● Brano
COMO, IL DRAMMA DOPO UN COLPO DI PISTOLA. LA VICENDA DI UN GIOVANE IN FIN DI VITA E DI UN AGENTE DELLA POLIZIA LOCALE CHE GLI HA SPARATO PER ERRORE

È una vicenda terribile, quella avvenuta a Como. Proponiamo l’articolo di fondo di ieri (2 aprile) di un giornale locale. Un articolo toccante, nel quale ci rispecchiamo.

Quanti padri nella tragedia del ponte di San Martino. Quello di Rumesh, prima di tutto, il papà del ragazzo che lotta per la vita. Il suo dolore è immenso, come la sua dignità. E poi l’agente che ha sparato, anch’egli padre di un bambino. E il sindaco, giustamente interpellato, anche come genitore, nello studio di Espansione Tv. E tutti noi, padri e madri di figli che si affacciano a un’autonomia da grandi, che inseguono ogni giorno un po’ di libertà in più.

Il dramma di questo figlio comasco-cingalese è in assoluto il dramma di un papà, il suo. Ma la pena, la speranza che Rumesh si salvi e che possa vivere bene, sono di tutti i ragazzi e di ogni genitore. E, non possiamo nasconderlo, anche l’inquietudine è di tutti, dopo quanto di inimmaginabile è accaduto.

I figli crescono, escono, vanno per il mondo e per le strade della città. Soli, assieme ad altri. A piedi, in moto, in auto. E, finora, la preoccupazione di generazioni di padri e di madri era il loro comportamento.

Le note d’ansia riguardavano le compagnie frequentate, i rischi del traffico, il timore che i figli fossero trascinati (chissà poi perché sempre “dagli altri”) nel bere, nel fumo, anche in quello proibito. E nella guida sconsiderata.

“Quelle sere non dormirò mai”, accenna il motivo di una struggente canzone di successo, un po’ datata, che interpreta lo stato d’animo di chi attende a casa il ritorno di una figlia. Ma che i figli potessero correre pericoli per il modo di agire di chi è da sempre considerato tra i primi alleati delle famiglie, questo proprio no, nessuno di noi lo pensava.

● Consegna
Ricopia dal brano sul dramma di Como tutto il testo che va da "Quanti padri nella" giù fino a "libertà in più.". Il materiale che segue è indipendente dal brano e va considerato a parte.

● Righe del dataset
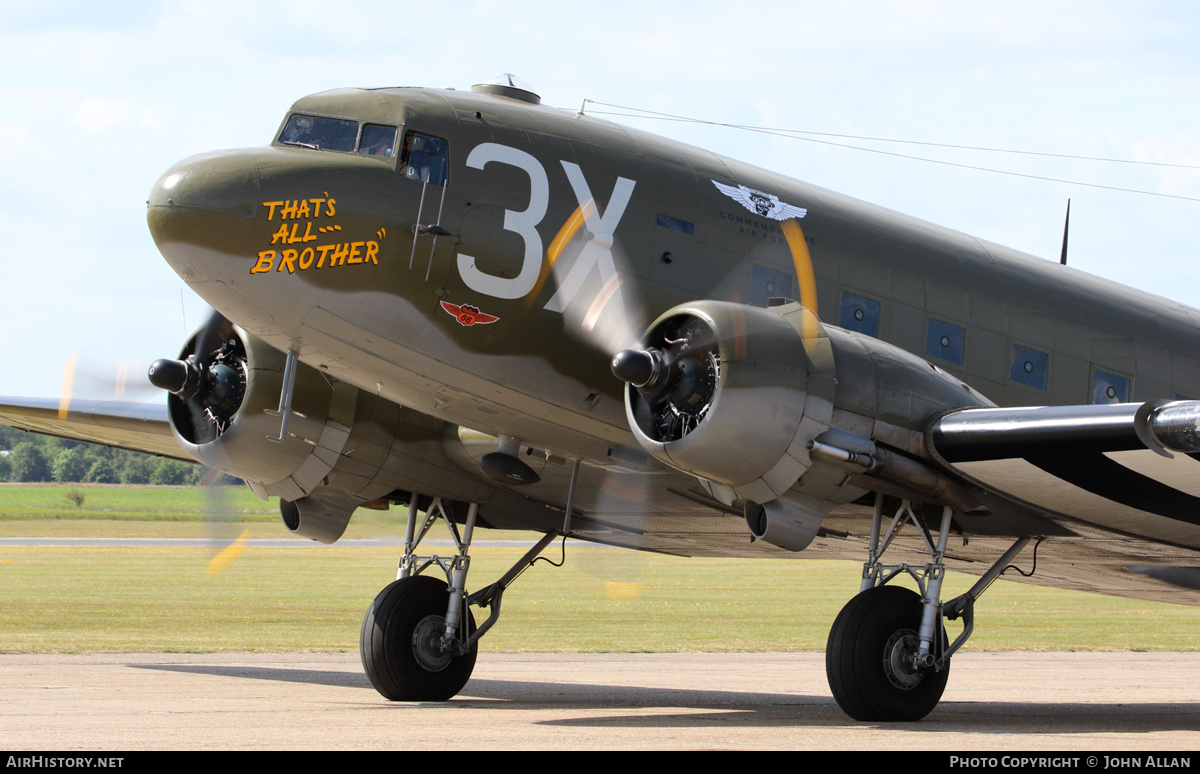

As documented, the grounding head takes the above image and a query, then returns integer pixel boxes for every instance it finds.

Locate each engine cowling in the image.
[612,301,991,551]
[157,320,400,542]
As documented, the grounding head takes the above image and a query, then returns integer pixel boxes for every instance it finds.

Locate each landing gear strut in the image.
[826,494,1030,721]
[359,493,557,702]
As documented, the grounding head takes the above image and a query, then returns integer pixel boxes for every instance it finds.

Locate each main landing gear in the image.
[826,494,1030,721]
[359,493,557,702]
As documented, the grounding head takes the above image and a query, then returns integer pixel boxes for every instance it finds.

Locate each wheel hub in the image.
[413,616,454,672]
[883,629,925,691]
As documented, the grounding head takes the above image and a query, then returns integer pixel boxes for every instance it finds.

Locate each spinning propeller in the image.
[146,306,246,445]
[146,312,248,576]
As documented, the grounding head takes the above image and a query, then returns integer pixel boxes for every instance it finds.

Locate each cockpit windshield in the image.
[280,113,359,152]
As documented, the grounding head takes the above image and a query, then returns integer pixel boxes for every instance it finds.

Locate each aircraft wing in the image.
[928,401,1200,590]
[0,397,194,462]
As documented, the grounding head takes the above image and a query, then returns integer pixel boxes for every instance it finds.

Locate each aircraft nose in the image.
[146,151,259,282]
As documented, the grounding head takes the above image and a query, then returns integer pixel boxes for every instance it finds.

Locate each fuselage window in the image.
[1008,344,1050,390]
[925,318,966,365]
[280,113,359,152]
[748,265,792,306]
[400,132,449,186]
[359,124,397,156]
[1092,368,1129,403]
[838,292,880,338]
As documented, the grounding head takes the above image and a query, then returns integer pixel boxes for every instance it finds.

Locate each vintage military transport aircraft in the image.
[0,79,1200,720]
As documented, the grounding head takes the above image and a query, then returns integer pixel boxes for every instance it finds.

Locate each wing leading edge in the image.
[0,397,187,462]
[928,401,1200,550]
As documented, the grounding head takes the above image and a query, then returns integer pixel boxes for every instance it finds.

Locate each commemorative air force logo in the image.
[713,180,808,221]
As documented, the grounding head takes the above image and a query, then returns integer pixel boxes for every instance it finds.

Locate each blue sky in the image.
[0,0,1200,396]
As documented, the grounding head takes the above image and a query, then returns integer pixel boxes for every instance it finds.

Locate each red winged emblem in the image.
[439,301,500,325]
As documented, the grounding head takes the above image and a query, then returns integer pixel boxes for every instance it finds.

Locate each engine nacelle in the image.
[613,301,828,502]
[162,323,398,542]
[612,301,991,551]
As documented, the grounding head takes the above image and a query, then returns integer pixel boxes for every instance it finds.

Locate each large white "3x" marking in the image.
[458,143,637,313]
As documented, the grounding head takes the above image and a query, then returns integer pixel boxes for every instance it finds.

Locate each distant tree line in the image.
[0,425,240,486]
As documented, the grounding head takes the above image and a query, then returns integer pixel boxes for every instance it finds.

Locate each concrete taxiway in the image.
[0,652,1200,748]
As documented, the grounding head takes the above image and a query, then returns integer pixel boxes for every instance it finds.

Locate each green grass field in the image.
[0,485,1200,653]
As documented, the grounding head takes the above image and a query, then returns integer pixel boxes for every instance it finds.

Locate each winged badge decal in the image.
[713,180,809,221]
[439,301,500,325]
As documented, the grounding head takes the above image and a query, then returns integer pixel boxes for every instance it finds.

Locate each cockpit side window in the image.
[400,132,449,186]
[280,113,359,152]
[359,124,397,156]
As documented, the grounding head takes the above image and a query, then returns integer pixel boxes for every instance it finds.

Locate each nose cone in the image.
[146,150,259,282]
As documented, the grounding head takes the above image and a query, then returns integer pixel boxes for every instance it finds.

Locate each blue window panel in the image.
[750,264,792,306]
[838,292,880,337]
[1008,344,1050,390]
[925,319,967,365]
[1092,368,1129,403]
[658,212,696,234]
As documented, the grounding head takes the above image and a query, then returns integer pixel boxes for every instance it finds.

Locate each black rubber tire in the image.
[826,586,950,721]
[359,575,476,702]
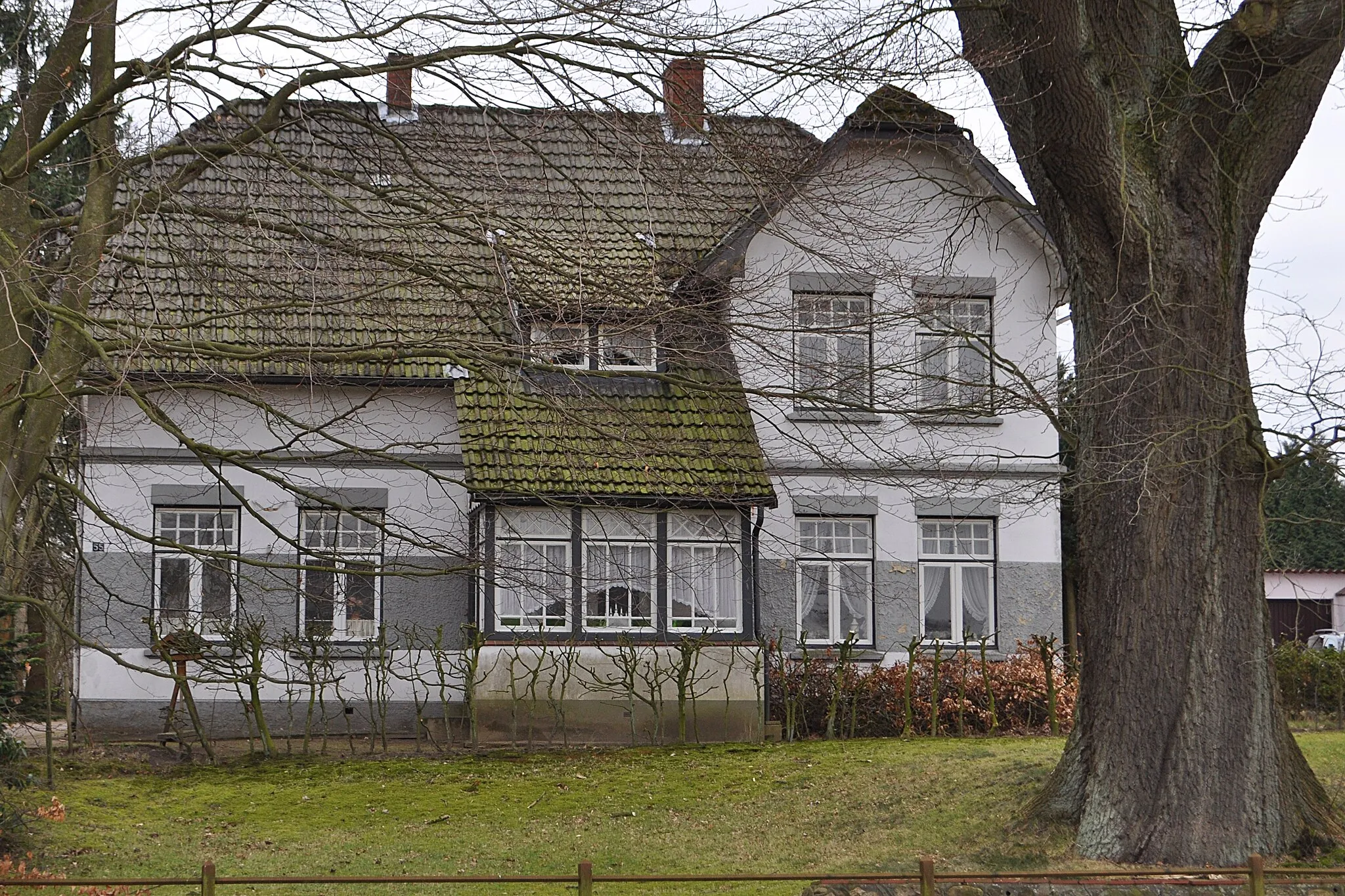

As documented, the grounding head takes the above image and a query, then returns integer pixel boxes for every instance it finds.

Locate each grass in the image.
[18,732,1345,896]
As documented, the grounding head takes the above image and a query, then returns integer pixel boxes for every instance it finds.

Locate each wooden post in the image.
[920,859,935,896]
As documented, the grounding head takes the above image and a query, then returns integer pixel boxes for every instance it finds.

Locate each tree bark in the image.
[958,0,1345,864]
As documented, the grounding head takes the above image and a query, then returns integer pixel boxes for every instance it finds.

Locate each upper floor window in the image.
[919,520,996,643]
[919,297,991,411]
[584,511,657,630]
[530,324,657,371]
[597,326,655,371]
[484,507,744,635]
[793,291,873,408]
[299,511,384,641]
[155,508,238,635]
[797,517,873,645]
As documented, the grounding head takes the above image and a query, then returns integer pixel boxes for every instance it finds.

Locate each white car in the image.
[1308,629,1345,650]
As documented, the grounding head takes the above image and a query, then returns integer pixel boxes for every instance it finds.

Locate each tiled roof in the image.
[456,375,775,505]
[94,102,818,503]
[94,102,816,377]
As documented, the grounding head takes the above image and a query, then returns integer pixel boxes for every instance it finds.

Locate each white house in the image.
[78,62,1064,742]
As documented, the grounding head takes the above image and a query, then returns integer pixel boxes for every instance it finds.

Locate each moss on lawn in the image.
[18,733,1345,896]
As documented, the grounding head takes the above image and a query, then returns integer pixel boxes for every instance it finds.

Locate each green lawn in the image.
[18,732,1345,896]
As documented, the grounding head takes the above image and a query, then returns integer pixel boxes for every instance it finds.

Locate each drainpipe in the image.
[752,505,771,738]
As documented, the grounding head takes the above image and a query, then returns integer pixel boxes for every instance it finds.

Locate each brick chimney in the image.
[663,59,705,135]
[387,53,412,110]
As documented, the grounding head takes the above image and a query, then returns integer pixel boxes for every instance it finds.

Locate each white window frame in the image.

● Risposta
Quanti padri nella tragedia del ponte di San Martino. Quello di Rumesh, prima di tutto, il papà del ragazzo che lotta per la vita. Il suo dolore è immenso, come la sua dignità. E poi l’agente che ha sparato, anch’egli padre di un bambino. E il sindaco, giustamente interpellato, anche come genitore, nello studio di Espansione Tv. E tutti noi, padri e madri di figli che si affacciano a un’autonomia da grandi, che inseguono ogni giorno un po’ di libertà in più.